プラスドライバーはもっともポピュラーな工具として知られています。
おそらくどこの家庭にも1本はあると思います。
ところが、プラスドライバーというのは数ある工具の中でも意外と扱いが難しい部類の一つなんです。
プラスドライバーを使用する時に一番良く起こるトラブルとしては
「カムアウト」つまり「ネジが潰れる事」ですよね。
よく、7押し3回しなんて聞きますが、それを守っていたとしても、ネジが錆びていたり、ドライバーの角度が悪いとすぐにネジが潰れます。それだけプラスドライバーは扱いが難しい工具です。
そして、工具の良し悪しが非常に解りやすいのも、スクリュードライバーなんです。
あまり工具に興味が無く、リーズナブルな工具を使用している方も、ドライバーに関しては
高級なものを選ぶほうがいいと思います。
おそらく、この2メーカーのドライバーを使った後は、100円均一で買ってくるようなドライバーなんて「初めから壊れているんじゃないの?」と思うんじゃないでしょうか。
まずは
「PBスイスツールズ」から
ドライバーの一番重要な部分はなんと言っても「先端」です。

⁂

(練習課題 a): 「task | put one marker on every instance of the treeline」を含む行から始まり「x=378 y=165」を含む行で終わる記録を、1件につき1行とし、列名を「依頼」と「回答」とする2列のCSVに整形してください。各フィールドは改行をスペースに置き換え、引用符で囲むこと。

(表示記録):
⁂

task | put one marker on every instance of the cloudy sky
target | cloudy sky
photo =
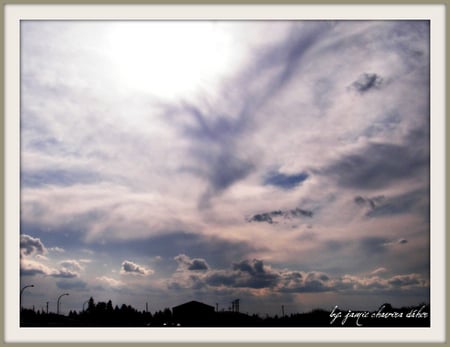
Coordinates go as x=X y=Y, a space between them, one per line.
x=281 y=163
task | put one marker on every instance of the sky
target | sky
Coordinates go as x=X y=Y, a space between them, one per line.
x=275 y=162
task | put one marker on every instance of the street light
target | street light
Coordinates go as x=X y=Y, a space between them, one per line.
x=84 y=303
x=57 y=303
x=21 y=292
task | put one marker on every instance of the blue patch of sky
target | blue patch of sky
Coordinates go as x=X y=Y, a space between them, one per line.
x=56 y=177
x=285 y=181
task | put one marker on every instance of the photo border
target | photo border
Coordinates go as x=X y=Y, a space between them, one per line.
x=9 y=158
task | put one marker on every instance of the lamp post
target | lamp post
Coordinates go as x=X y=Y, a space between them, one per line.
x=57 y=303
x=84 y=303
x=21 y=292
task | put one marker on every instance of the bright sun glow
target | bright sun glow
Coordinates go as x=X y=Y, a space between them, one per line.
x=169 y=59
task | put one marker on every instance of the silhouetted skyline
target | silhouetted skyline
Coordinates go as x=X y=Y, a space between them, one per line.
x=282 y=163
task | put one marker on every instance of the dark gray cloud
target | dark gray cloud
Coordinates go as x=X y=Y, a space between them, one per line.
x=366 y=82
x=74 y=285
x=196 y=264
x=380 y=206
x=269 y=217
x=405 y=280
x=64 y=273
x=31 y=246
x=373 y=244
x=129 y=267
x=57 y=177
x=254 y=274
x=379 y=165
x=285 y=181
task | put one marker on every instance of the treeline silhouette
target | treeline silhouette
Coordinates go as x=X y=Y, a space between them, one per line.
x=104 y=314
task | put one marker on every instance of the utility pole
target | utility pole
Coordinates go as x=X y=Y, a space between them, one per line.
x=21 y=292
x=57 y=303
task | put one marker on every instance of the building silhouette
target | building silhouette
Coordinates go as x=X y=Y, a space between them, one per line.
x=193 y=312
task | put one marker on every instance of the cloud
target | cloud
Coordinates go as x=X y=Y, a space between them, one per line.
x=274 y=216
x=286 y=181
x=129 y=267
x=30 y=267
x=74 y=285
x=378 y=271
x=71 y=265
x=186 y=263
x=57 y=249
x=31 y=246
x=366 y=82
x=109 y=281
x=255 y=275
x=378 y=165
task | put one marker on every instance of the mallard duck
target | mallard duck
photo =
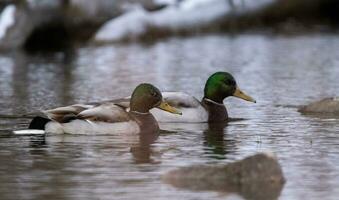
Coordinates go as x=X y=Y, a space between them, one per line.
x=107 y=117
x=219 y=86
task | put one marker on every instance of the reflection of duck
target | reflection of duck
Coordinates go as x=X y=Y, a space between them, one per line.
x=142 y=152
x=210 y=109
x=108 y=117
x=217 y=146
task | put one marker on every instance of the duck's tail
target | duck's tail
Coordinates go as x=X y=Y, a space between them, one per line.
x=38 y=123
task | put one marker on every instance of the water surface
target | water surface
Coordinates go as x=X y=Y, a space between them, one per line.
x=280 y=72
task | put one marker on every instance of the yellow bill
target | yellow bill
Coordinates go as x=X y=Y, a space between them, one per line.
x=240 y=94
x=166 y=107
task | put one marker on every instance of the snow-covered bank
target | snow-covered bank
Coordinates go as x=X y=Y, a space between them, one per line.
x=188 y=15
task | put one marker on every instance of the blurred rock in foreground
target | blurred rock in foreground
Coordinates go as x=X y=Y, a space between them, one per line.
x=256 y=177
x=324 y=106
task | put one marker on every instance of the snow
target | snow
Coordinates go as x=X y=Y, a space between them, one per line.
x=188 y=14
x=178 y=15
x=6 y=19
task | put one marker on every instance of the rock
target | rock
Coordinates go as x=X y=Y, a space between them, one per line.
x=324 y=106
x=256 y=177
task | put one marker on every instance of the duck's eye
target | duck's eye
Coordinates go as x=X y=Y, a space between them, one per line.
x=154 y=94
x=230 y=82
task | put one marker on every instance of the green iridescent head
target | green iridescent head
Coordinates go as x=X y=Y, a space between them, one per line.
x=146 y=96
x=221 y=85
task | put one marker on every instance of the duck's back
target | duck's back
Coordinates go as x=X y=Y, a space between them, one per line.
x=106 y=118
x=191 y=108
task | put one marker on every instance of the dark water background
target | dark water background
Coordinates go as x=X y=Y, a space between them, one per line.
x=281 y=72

⁂

(練習課題 b): プラスドライバーについての提示文を、最後の文の後から書き継げ。

(課題の回答 a):
依頼,回答
"task | put one marker on every instance of the treeline silhouette target | treeline silhouette Coordinates go as x=X y=Y, a space between them, one per line.","x=104 y=314"
"task | put one marker on every instance of the utility pole target | utility pole Coordinates go as x=X y=Y, a space between them, one per line.","x=21 y=292 x=57 y=303"
"task | put one marker on every instance of the building silhouette target | building silhouette Coordinates go as x=X y=Y, a space between them, one per line.","x=193 y=312"
"task | put one marker on every instance of the cloud target | cloud Coordinates go as x=X y=Y, a space between them, one per line.","x=274 y=216 x=286 y=181 x=129 y=267 x=30 y=267 x=74 y=285 x=378 y=271 x=71 y=265 x=186 y=263 x=57 y=249 x=31 y=246 x=366 y=82 x=109 y=281 x=255 y=275 x=378 y=165"

(課題の回答 b):
先ほど説明した「カムアウト」もドライバー先端とネジ側が
ピッタリ接触していれば起こらない現象です。
PBのドライバーはネジに差し込んだときに、ほとんどがたつきがありません。
(もちろん、ネジの規格に合わせて、ドライバーの大きさも変えてもらう必要はありますが)
写真のとおり、少し回せばマグネットが付いているわけでもないのにビスがドライバーから落ちません。
先端の形状が正確だからこそ成せる技です。
でも「日本のホームセンターに行けば先端にマグネット付きのドライバーがあるじゃないか」と思う方もいると思いますが、基本的にはこういった高級ドライバーには先端にマグネットを入れるようなことはしません。
マグネットが表面にコーティングされていると確かにビスは落ちませんが、次第に表面が剥がれてきて痩せてしまい、がたつきが生じます。
また、精密部品の周りや、磁気があるとまずいような箇所では使えません。
さらに、表面に
砂鉄や
ネジが潰れた時に出る削れ粕が付着してしまい、ビスを回す際に傷つけたり、ビスを潰してしまうこともあるのです。
なので、マグネットが無い高級ドライバーで、奥まった箇所などを締めるなど「どうしてもマグネットが必要」な場合には
「マグネタイザー」というものを使います。
マグネタイザーとは工具を磁気化させるもので、鉄など磁石にくっつくものなら何でも磁気化することが出来ます。
使用後は磁気を簡単に無くすことも出来るのでとても便利です。
↑PBのマグネタイザー
↑Weraのマグネタイザー
PBのドライバーは先端だけでなくグリップ部分にもこだわりがあります。
「スイスグリップ」と呼ばれる独特の形状と材質で非常に持ちやすく設計されています。
次に
「Wera」です。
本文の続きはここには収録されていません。